Deux conséquences immédiates de ce mécanisme sont les suivantes. D’une part, le contenu extrême est survisibilisé, et les personnes se retrouvent facilement enfermées dans des bulles consensuelles à l’intérieur desquelles cela semble tout à fait acceptable. D’autre part, cela ouvre la porte à une stratégie de ciblage électoral. Un parti politique peut par exemple diffuser du contenu fabriqué sur mesure pour différents types de profils d’internautes, bien que le discours global soit en contradiction totale. Cela permet notamment à des formations politiques aux valeurs extrêmes de rallier des communautés bien précises à leur cause, comme l’exemple des gamers aux États-Unis.[2]

Il est important de rappeler que ce n’est pas la première fois qu’une technologie affecte la perception individuelle du paysage politique. La presse écrite, par exemple, a été la référence en matière d’information et de communication politique pendant très longtemps. La nouveauté aujourd’hui se trouve peut-être dans le volume et la vitesse avec laquelle circule l’information.

Les nouveaux contestataires

S’ajoute à cela l’apparition de nouveaux contestataires, qui profitent de la fragilisation de la démocratie représentative. Partout en Europe, l’on assiste à une montée du nationalisme, qui se légitime en revendiquant qu’il représente une majorité de la population. C’est un positionnement délicat puisqu’il tente de légitimer de nouvelles formes de violence et de répression des minorités au nom de la démocratie. Ce rapport de pouvoir de la majorité est en contradiction avec l’essence même de la démocratie, et de mauvais augure. Comme le disait si bien Albert Camus, « La démocratie, ce n’est pas la loi de la majorité, mais la protection de la minorité ».

* **OBJECTIF**
Réécrivez le passage de l'extrait choisi allant de « Il est important » à « laquelle circule l’information. », en remplaçant « La presse écrite » par « La radio ».

* **LISTE DES DONNÉES**
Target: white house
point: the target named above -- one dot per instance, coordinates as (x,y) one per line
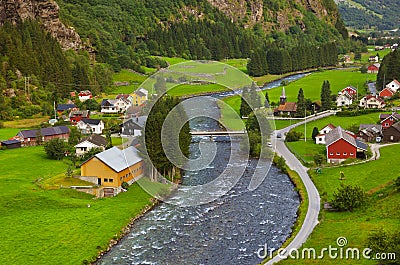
(133,126)
(84,95)
(320,138)
(372,102)
(394,85)
(108,106)
(344,99)
(115,105)
(88,126)
(93,141)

* **RÉPONSE**
Il est important de rappeler que ce n’est pas la première fois qu’une technologie affecte la perception individuelle du paysage politique. La radio, par exemple, a été la référence en matière d’information et de communication politique pendant très longtemps. La nouveauté aujourd’hui se trouve peut-être dans le volume et la vitesse avec laquelle circule l’information.